- **Page text**:
★ ★ ★

Skip to main contentA logo with &quat;the muse&quat; in dark blue text.
Advice / Job Search / Interviewing

6 Best Answers to “How Would Your Boss and Coworkers Describe You?”

Getty Images
Getty Images

Navigating a job interview often feels like a balancing act between humility and self-promotion. On the one hand, you want to showcase your strengths, but on the other, you don’t want to come off as arrogant or tooting your own horn. So when an interviewer asks: “How would you describe yourself?” or “How would your boss and coworkers describe you?” it can get tricky to respond. 

What they’re looking for here is to get a sense of your interpersonal skills and overall personality traits. They want to see how you would fit in with current employees and the overall culture of the company. 

At the end of the day, the interview is your opportunity to sway the jury—job seekers who can market themselves effectively are the ones that make an impression and ultimately get the job. So what should you do?

Thankfully, there’s a brand of interview questions that can (kind of) bridge this gap. When an interviewer asks you a question like, “How would your boss or coworkers describe you?” it’s your chance to use what others have said about you to talk about your own positive traits.

Tapping into the perspectives of your professional circle offers a multifaceted view of your professional persona. Harnessing feedback from performance reviews, gathering insights from peer interactions, or recalling impactful instances shared by supervisors and colleagues can make you shine in an interview setting. Sounds simple enough, right? But there are a few ways to do it and important things to keep in mind. 

1. Quote a performance review

The easiest way to answer “How would your boss describe you?” is to paraphrase a recent positive performance review. By referencing specifically where you’re getting your information, it’ll be easier to describe yourself as “trustworthy, dedicated, and creative” without cringing. 

You’ll also want to give some big-picture context about your role and responsibilities to fill in the gaps around your answer. Note: If your company does 360 reviews or otherwise includes peer feedback, you may also be able to use this strategy if you’re asked how your coworkers would describe you.

Example answers for referencing official performance reviews:

  • “In my most recent performance review in April, my direct supervisor described me as someone who takes initiative and doesn’t shy away from hard problems. My role involves a lot of on-site implementation, and when things go wrong, I always do what I can to fix it first—rather than punting the problem back to the team immediately. I know she appreciates that about me.”

★ ★ ★

- **Supplied material**:
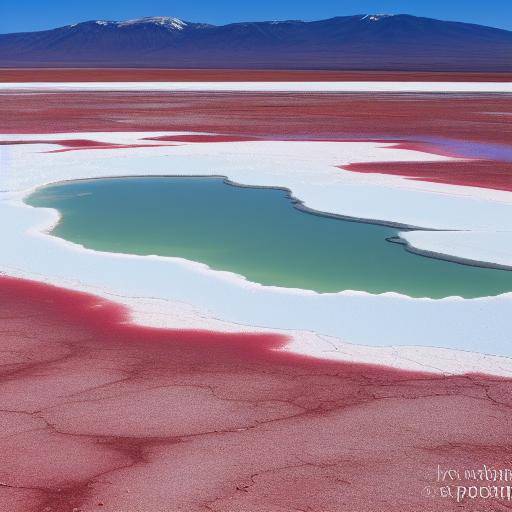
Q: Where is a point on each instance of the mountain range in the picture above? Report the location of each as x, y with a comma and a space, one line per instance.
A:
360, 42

★ ★ ★

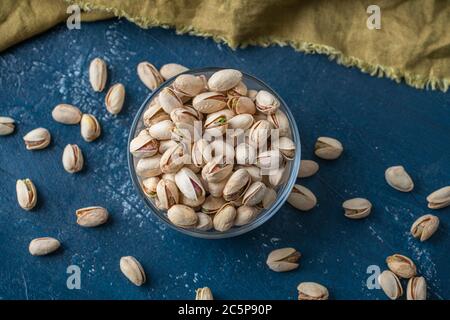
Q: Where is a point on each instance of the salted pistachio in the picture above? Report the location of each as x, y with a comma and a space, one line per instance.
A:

★ ★ ★

- **Exercise requirements**: Output the passage from the interview advice article between "At the end of" and "own positive traits.", inclusive.

- **Full output**:
At the end of the day, the interview is your opportunity to sway the jury—job seekers who can market themselves effectively are the ones that make an impression and ultimately get the job. So what should you do?

Thankfully, there’s a brand of interview questions that can (kind of) bridge this gap. When an interviewer asks you a question like, “How would your boss or coworkers describe you?” it’s your chance to use what others have said about you to talk about your own positive traits.